And they have a very small but loyal community.
Personally i love it since it is very resource efficient.
The E17 bling module will allow you do fancy effects in E17. Since everything is still in pre alpha, it is hard to say where it ends.
E17 + bling movie
http://www.youtube.com/watch?v=ZovBpvhZbZM
I had been using it every day...until it started to display "rot" a couple of months ago. I leave my work desktop up perpetually. After several days or so all of a sudden E17 will start to utterly lag like mad when I switch desktops.
So something bad is going on...(back to windowmaker!).
Actually with Terrasoft's release of Yellow Dog for the PS3 which uses e17; We very well may see an actual release.
http://www.terrasoftsolutions.com/news/2006/2006-10-17.shtml
According to that press release they are working closely with the e17 team, which could mean Terrasoft throwing man power and money at e17.
Here's hoping to an actual release this year!
E17 is. Beryl, compiz and friends are just *window*managers*. Vista and Mac OS X does not stop at doing fancy effects with windows and menues. One of the Vista features, XAML, allows programmers to do fancy effects *inside* the apps (effects with widgets, images, embedded videos, etc). So does the Core Animation thing that Apple is releasing with 10.5
gnome/kde however does not have anything at all that allow programmers to do fancy effects inside an app. With beryl and/or compiz you get a fancy windows manager that can make many effects with the "raw" content of a window, with the menues, etc - but it does not allow programmers to do what XAML and Core Animation does. Only E17 does so yes, we need it. Even if never is going to become a mainstream desktop, I'd rather have this alternative to XAML/Core Animation than nothing at all.
Edited 2006-12-18 19:29
gnome/kde however does not have anything at all that allow programmers to do fancy effects inside an app.
This is what Cairo (http://www.cairographics.org/) is for. So this is being worked on, and has been progressing nicely.
No, that's not what cairo is for. Cairo is a lowlevel API that will indeed help to implement many of required capabilities, but to start with, it can't do things like ex:
http://developer.apple.com/documentation/GraphicsImaging/Conceptual...
What I'd like to have is an API that allows me to do things similar to the API described there, not a low-level thing that allows me to implement the API I'm needing - gnome/kde should provide it, I shouldn't need to implement it myself.
Edited 2006-12-18 20:16
There are API wrappers for many different languages:
http://cairographics.org/bindings
What I'd like to have is an API that allows me to do things similar to the API described there, not a low-level thing that allows me to implement the API I'm needing - gnome/kde should provide it, I shouldn't need to implement it myself.
Zack Rusin, one of the KDE developers, is working on a new image effect library that can add special effects to applications:
http://lists.kde.org/?l=kde-core-devel&m=116620003301584&w=2
This library supports OpenGL Textures, QPixmaps and QImages, thus it offers hardware accelerated effects if the hardware supports it. There is a screenshot:
http://chaos.troll.no/~zrusin/kimagefx.png
Please note that this is a really new project, thus a lot of work remains do be done.
Edited 2006-12-18 20:56
A new Java scripting language called F3 will offer simular features as well. I believe it's cross-platform and becoming open-source soon.

Image annotation data =
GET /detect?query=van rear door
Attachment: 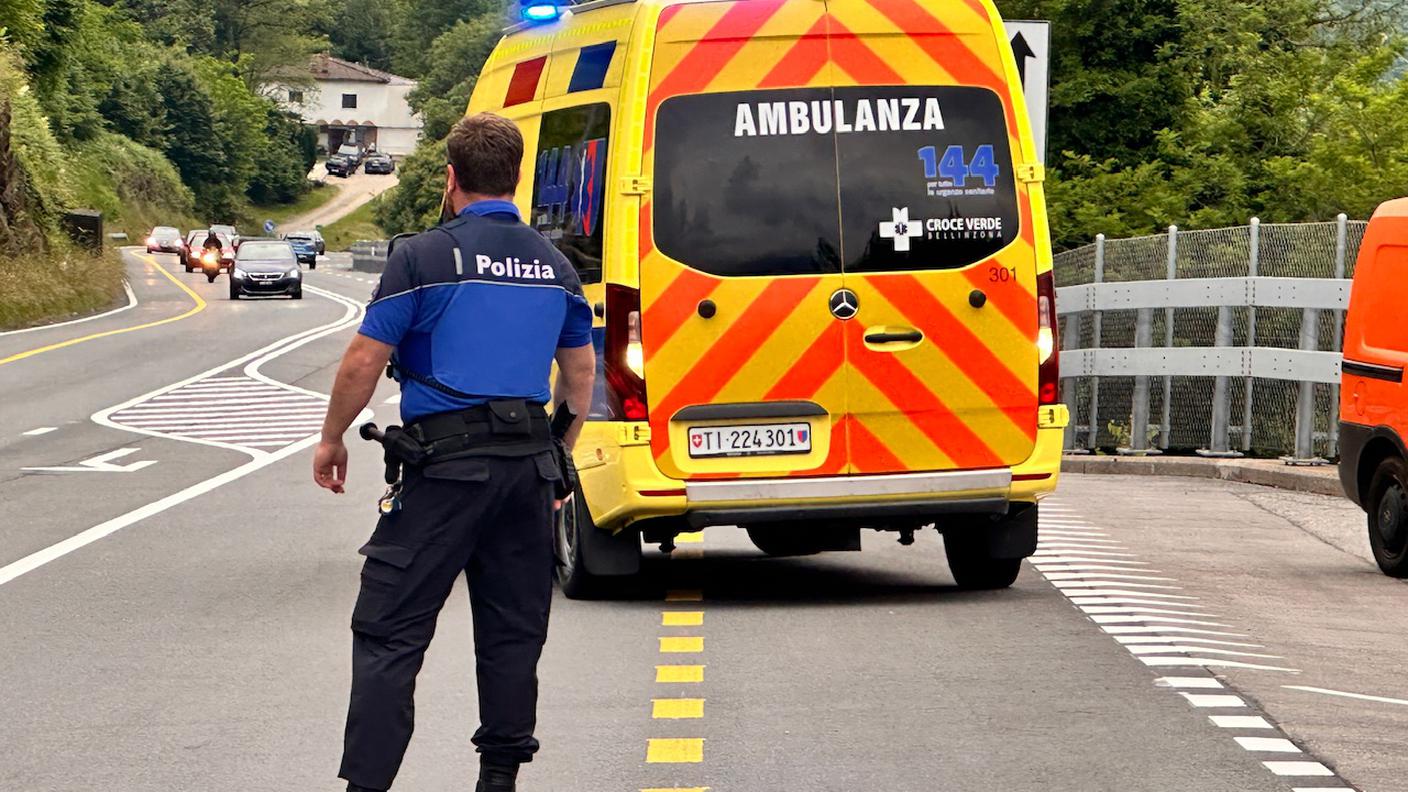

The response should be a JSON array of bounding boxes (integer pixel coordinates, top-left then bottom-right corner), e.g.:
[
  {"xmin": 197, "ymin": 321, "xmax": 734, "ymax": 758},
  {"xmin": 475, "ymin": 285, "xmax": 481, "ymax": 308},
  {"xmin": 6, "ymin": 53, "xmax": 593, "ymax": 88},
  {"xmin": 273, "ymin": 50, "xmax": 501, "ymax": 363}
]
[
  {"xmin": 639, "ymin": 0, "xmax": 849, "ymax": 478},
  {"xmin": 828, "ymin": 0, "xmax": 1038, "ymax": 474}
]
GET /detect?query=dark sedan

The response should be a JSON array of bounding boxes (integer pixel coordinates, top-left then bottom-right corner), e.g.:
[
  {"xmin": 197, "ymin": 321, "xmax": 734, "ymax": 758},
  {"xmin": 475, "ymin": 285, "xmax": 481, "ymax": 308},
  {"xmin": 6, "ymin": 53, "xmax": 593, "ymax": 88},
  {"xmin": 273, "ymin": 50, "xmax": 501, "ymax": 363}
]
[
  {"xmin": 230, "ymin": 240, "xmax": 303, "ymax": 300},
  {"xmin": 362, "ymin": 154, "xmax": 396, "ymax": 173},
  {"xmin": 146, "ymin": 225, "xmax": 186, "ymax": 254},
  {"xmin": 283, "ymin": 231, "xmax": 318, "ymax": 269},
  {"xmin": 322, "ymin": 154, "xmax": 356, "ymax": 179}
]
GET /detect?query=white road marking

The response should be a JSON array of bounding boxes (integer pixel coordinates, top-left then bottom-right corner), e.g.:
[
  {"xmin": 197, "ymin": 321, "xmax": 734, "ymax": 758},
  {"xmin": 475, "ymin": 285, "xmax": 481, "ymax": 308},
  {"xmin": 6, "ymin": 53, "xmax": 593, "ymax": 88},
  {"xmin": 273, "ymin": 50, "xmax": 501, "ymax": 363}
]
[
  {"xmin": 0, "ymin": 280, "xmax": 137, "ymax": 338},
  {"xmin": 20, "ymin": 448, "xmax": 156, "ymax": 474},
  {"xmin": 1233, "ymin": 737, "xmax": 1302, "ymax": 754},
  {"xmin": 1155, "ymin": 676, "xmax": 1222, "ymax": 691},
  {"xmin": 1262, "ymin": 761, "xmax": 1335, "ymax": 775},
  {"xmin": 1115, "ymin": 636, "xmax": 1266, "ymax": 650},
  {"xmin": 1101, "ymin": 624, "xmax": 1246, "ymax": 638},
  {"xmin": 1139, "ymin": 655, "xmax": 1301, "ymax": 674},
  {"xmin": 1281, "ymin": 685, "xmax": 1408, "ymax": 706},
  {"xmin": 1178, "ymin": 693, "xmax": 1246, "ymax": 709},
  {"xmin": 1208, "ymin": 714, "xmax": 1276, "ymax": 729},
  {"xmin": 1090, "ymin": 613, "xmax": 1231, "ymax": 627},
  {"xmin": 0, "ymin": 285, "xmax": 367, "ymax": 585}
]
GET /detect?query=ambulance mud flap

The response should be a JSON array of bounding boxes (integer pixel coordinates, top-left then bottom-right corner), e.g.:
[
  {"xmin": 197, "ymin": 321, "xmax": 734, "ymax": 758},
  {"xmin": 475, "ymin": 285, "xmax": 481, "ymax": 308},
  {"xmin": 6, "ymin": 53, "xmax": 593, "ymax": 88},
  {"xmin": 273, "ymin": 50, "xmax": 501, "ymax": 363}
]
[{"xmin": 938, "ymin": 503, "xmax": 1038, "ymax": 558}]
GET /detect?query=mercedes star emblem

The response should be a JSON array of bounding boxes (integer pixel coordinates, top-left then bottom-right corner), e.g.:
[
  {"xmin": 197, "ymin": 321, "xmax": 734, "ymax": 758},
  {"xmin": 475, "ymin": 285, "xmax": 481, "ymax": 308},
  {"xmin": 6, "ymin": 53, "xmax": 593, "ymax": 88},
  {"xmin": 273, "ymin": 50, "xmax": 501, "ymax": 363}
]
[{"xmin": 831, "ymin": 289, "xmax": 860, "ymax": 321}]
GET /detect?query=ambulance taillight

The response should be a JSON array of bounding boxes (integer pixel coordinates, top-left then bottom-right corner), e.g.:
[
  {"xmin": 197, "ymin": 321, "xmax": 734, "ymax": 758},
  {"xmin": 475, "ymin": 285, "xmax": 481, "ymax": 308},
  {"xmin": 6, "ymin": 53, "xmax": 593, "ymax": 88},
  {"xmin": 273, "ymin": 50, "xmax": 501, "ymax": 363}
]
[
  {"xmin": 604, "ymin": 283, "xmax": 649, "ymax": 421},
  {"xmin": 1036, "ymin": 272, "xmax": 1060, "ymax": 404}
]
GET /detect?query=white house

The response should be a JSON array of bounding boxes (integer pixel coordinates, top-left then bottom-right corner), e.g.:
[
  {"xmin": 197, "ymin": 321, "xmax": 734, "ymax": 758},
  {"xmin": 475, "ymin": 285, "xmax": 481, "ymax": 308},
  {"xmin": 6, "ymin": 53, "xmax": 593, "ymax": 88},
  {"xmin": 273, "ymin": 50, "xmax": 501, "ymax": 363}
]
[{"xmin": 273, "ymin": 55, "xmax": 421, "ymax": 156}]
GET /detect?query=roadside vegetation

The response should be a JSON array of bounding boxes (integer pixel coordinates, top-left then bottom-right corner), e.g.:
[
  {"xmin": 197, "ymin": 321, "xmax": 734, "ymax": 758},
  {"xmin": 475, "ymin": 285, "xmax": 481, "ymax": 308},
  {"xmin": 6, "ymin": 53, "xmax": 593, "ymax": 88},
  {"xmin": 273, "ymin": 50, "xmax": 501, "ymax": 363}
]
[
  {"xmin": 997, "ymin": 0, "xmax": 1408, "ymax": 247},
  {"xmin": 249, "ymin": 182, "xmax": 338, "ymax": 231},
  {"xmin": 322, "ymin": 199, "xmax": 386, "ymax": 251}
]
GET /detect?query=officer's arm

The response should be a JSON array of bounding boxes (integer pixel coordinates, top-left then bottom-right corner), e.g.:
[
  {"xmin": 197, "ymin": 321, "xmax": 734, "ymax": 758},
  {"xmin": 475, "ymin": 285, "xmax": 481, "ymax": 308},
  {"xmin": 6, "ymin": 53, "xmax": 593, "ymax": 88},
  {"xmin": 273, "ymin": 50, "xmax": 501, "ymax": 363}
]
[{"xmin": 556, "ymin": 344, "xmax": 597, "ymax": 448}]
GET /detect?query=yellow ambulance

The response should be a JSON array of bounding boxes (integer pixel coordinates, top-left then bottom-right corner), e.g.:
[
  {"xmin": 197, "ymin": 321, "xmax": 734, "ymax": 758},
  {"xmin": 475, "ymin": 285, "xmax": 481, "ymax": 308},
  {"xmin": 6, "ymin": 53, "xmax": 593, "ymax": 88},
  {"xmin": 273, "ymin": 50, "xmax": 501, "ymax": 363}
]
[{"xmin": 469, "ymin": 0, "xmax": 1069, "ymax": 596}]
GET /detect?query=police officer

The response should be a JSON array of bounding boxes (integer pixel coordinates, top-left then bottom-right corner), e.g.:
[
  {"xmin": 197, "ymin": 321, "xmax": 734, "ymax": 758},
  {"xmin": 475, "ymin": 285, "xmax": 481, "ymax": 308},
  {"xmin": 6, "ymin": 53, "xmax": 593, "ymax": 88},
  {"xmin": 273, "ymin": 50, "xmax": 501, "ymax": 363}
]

WRITTEN INSTRUCTION A =
In the records, convert everything from the line containing "GET /detect?query=yellow ambulance" down to the last line of the records into a Markdown table with the columns Row and Line, where Row numbers each line and Line holds its text. Leave out blank lines.
WRITTEN INSTRUCTION B =
Carry on the forum discussion about the E17 desktop from its last sentence.
The text and the records were taken from separate sources.

RESULT A =
| Row | Line |
|---|---|
| 1 | GET /detect?query=yellow ambulance |
| 2 | The response should be a JSON array of bounding boxes (integer pixel coordinates, top-left then bottom-right corner), e.g.: |
| 3 | [ |
| 4 |   {"xmin": 197, "ymin": 321, "xmax": 734, "ymax": 758}, |
| 5 |   {"xmin": 475, "ymin": 285, "xmax": 481, "ymax": 308}, |
| 6 |   {"xmin": 6, "ymin": 53, "xmax": 593, "ymax": 88}, |
| 7 |   {"xmin": 273, "ymin": 50, "xmax": 501, "ymax": 363} |
| 8 | ] |
| 9 | [{"xmin": 469, "ymin": 0, "xmax": 1069, "ymax": 596}] |
| 10 | GET /detect?query=police officer |
| 11 | The response should be a JSON array of bounding boxes (integer pixel coordinates, top-left then bottom-right corner), e.g.: |
| 12 | [ |
| 13 |   {"xmin": 197, "ymin": 321, "xmax": 734, "ymax": 758}, |
| 14 |   {"xmin": 475, "ymin": 285, "xmax": 481, "ymax": 308}, |
| 15 |   {"xmin": 6, "ymin": 53, "xmax": 593, "ymax": 88}, |
| 16 |   {"xmin": 273, "ymin": 50, "xmax": 501, "ymax": 363} |
| 17 | ] |

RESULT B =
http://ajaxian.com/archives/f3-suns-new-declarative-java-scripting-...
Quote: "One of the Vista features, XAML, allows programmers to do fancy effects *inside* the apps (effects with widgets, images, embedded videos, etc). So does the Core Animation thing that Apple is releasing with 10.5"
Qt4 and therefor KDE4 will have support for alpha so you can draw your windows with full 32bit precision. Along with OpenGL accel, transformation, CSS properties! for widgets. Just do a "google" for "zrusin":)
Sure the windows are still 2D, but I think this is true for Win/Mac as well.
What kind of statement is that? Let's just tell the fluxbox, openbox, wmii, pwm devs, "sorry guys, time to go home Beryl has won." While we are at it let's cut out the BSDs, Linux, Haiku and the rest because gosh that Windows OS just has all kinds of momentum.
There is a place for this project. Just because you base relevancy on how well a window manager wobbles it's windows, doesn't make this useless.
Tell me, what are these innovations that were stolen?
Not to discredit the E17 team, but they are pretty much unknown out there. Innovation in some graphical blings, maybe. But usability? Internationalisation? Standards? It's a nice WM used by many people, but it's not exactly a revolution in computing.
Transparency in a window? That's an "innovative" feature nobody would have thought of? While it can be really useful for some people, it can get easily in the way once you have more than terminal windows.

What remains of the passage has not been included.